[Rows from a box labeling dataset]

▼

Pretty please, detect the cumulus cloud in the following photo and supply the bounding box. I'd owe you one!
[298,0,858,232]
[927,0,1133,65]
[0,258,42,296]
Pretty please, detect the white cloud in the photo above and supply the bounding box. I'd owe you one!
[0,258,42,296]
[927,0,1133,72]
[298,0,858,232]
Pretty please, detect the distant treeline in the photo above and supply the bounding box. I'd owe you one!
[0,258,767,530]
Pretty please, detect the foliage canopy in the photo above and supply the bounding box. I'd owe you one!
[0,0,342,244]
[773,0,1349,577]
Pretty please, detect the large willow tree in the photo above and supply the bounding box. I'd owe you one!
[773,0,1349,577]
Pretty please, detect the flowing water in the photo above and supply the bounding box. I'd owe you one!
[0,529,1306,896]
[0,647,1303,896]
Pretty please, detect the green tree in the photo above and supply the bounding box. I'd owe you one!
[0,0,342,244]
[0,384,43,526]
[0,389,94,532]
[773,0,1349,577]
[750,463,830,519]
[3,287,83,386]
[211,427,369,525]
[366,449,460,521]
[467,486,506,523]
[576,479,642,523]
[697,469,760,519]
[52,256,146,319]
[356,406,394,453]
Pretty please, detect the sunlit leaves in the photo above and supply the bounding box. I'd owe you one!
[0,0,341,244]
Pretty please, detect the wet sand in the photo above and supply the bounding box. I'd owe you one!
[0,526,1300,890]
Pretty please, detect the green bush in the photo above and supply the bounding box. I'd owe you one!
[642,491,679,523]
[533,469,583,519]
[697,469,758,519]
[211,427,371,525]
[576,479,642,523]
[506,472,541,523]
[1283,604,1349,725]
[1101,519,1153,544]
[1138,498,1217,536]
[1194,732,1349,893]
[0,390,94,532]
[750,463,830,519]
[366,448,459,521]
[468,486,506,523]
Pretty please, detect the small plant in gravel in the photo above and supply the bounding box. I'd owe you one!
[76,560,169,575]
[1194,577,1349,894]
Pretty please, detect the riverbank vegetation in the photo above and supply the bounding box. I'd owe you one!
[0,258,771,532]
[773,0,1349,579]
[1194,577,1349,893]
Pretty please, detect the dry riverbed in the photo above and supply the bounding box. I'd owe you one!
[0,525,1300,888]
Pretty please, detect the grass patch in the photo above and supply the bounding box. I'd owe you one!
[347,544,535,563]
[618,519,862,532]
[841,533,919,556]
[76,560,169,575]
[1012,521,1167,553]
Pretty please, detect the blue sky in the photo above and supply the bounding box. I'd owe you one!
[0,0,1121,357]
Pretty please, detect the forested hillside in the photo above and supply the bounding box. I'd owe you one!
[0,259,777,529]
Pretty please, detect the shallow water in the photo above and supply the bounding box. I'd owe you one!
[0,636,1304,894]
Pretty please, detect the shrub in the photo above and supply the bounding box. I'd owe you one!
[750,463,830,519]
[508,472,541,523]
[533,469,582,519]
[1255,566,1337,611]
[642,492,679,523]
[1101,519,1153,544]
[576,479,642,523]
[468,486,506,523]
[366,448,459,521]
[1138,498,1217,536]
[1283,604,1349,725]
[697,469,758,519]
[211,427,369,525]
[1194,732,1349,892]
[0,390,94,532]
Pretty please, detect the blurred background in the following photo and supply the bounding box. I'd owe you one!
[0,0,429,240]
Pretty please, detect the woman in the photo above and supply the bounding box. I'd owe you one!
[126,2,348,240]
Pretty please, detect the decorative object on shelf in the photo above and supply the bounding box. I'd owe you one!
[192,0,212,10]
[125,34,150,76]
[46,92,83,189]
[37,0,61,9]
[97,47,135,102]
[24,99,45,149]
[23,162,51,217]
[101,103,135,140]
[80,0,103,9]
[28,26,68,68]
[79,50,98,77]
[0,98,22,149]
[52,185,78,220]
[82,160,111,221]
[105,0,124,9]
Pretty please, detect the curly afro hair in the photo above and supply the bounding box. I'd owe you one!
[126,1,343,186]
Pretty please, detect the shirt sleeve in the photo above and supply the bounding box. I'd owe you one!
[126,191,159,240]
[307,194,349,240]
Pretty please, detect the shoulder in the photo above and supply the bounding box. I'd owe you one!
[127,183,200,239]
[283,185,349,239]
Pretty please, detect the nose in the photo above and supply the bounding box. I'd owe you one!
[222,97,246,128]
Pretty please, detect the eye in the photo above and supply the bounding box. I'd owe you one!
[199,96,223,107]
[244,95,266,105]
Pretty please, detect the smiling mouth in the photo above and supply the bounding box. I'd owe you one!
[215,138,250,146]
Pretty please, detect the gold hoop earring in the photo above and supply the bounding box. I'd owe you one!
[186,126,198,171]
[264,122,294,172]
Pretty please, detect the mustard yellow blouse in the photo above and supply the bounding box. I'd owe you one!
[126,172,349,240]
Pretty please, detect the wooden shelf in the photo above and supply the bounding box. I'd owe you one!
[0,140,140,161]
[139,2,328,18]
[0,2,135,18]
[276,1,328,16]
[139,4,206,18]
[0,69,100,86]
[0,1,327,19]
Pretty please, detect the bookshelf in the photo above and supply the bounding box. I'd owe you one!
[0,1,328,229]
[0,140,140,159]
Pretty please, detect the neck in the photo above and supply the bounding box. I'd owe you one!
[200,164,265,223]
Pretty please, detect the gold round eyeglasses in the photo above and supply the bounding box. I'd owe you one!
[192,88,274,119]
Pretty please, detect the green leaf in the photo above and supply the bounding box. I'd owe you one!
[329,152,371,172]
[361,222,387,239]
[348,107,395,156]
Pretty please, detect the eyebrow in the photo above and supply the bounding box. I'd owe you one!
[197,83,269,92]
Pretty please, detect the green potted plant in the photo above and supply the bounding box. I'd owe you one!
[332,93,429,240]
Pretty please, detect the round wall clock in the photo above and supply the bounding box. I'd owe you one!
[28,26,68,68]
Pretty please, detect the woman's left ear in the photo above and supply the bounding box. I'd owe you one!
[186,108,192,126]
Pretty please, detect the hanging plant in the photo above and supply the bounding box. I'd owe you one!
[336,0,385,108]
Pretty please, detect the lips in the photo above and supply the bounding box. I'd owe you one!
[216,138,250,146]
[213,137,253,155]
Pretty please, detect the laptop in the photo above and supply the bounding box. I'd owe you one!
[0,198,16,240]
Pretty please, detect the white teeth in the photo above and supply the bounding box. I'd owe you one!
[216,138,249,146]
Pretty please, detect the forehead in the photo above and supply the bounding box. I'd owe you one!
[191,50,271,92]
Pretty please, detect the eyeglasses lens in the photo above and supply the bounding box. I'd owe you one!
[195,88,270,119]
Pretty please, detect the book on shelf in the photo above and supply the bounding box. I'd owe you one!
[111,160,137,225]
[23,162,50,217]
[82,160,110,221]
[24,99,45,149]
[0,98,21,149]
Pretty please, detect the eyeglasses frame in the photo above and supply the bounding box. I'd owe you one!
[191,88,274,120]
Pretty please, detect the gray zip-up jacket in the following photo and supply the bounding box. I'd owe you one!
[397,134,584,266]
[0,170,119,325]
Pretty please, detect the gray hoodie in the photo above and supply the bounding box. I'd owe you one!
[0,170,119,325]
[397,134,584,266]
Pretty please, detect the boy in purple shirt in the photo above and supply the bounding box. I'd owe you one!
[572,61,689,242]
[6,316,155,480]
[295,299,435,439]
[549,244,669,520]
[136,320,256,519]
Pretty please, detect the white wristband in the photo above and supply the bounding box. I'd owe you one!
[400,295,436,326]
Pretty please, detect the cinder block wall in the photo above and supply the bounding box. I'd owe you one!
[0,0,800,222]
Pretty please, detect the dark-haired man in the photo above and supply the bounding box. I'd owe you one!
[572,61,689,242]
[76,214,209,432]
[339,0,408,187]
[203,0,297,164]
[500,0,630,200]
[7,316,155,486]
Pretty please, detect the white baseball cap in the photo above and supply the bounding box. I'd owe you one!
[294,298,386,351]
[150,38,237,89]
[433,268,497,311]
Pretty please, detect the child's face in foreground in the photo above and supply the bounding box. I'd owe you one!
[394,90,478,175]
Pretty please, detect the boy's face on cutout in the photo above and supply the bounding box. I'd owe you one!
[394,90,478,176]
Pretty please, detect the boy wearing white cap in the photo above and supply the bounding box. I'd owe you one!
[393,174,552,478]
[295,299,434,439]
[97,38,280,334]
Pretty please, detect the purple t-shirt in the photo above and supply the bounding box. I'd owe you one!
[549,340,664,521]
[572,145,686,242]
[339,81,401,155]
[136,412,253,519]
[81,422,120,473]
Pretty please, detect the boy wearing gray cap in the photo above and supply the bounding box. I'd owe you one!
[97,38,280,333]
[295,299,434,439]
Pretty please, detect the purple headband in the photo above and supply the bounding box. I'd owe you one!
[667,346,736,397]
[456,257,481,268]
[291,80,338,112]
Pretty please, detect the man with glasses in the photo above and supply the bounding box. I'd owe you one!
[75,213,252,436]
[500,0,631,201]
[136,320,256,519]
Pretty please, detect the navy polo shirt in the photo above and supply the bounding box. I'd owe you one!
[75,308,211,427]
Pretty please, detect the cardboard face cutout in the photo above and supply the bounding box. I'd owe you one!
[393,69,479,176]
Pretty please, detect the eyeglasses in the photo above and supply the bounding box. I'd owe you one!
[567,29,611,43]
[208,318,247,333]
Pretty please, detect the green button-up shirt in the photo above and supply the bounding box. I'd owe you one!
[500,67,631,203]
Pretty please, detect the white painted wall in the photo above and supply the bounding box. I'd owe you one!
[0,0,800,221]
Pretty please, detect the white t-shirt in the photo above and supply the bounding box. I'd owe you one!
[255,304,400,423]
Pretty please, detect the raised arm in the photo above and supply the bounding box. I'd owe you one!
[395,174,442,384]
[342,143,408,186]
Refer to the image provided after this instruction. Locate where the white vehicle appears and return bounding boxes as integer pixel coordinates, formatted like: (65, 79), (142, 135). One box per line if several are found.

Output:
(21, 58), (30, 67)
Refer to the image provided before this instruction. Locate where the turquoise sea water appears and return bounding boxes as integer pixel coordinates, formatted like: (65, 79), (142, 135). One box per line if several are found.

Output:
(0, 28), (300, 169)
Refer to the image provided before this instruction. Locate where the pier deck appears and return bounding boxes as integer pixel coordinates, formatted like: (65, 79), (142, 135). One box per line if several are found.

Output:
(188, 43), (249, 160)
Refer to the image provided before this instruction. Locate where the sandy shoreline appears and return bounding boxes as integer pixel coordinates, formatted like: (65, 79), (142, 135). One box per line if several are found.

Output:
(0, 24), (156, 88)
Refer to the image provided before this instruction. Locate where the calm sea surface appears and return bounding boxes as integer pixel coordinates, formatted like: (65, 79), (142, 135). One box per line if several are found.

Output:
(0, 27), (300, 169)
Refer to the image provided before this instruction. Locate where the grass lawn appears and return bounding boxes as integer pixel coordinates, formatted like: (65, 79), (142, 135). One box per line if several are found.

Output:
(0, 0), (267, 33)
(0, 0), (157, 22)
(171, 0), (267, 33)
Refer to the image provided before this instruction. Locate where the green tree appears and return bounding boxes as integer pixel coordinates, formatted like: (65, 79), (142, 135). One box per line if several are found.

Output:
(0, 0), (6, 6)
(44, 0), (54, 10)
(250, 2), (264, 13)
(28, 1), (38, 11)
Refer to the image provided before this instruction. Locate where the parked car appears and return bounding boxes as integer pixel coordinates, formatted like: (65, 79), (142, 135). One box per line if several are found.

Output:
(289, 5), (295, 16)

▲

● **Requirements**: Please repeat word for word the lines of the material above, starting with the line that contains "Pretty please, detect the green potted" and going on through the line that contains "[186,108,192,126]", both included.

● **Full answer**:
Pretty please, detect the green potted plant in the photo above and supply the bounding box. I'd owe you one!
[332,93,429,240]
Pretty please, detect the round wall clock in the photo above and supply the bounding box. I'd owe you one!
[28,26,68,68]
Pretty please, detect the woman's left ear in the photo above and supply the bounding box. I'd owe you one!
[186,108,192,126]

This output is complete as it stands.